TO DO: Gather and copy every line of the records below that contains the string "target". Matches must have the same uppercase and lowercase letters.

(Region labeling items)

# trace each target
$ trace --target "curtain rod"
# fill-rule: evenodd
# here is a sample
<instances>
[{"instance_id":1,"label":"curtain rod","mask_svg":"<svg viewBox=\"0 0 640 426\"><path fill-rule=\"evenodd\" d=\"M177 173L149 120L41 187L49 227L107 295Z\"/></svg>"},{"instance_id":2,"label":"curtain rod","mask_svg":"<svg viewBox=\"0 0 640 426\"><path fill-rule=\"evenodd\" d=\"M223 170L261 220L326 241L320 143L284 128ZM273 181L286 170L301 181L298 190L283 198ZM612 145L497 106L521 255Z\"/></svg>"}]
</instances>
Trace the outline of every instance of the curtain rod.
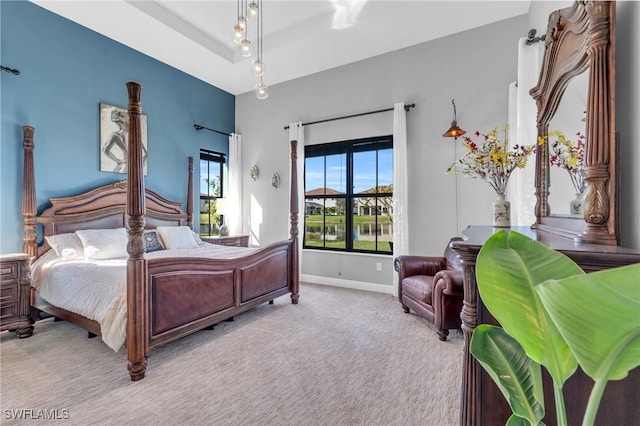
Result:
<instances>
[{"instance_id":1,"label":"curtain rod","mask_svg":"<svg viewBox=\"0 0 640 426\"><path fill-rule=\"evenodd\" d=\"M201 125L199 125L199 124L194 124L194 125L193 125L193 127L194 127L196 130L202 130L202 129L205 129L205 130L211 130L212 132L220 133L221 135L231 136L231 134L230 134L230 133L221 132L220 130L216 130L216 129L210 129L210 128L208 128L208 127L204 127L204 126L201 126Z\"/></svg>"},{"instance_id":2,"label":"curtain rod","mask_svg":"<svg viewBox=\"0 0 640 426\"><path fill-rule=\"evenodd\" d=\"M414 108L415 106L416 106L416 104L407 104L407 105L404 106L404 110L405 111L409 111L411 108ZM376 110L376 111L361 112L359 114L344 115L342 117L334 117L334 118L327 118L327 119L324 119L324 120L310 121L308 123L302 123L302 125L303 126L308 126L310 124L326 123L327 121L343 120L345 118L360 117L360 116L363 116L363 115L377 114L379 112L387 112L387 111L393 111L393 108L385 108L385 109L379 109L379 110ZM284 129L288 130L289 126L284 126Z\"/></svg>"}]
</instances>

ANSWER FOR THIS EXERCISE:
# trace each target
$ trace --target "curtain rod"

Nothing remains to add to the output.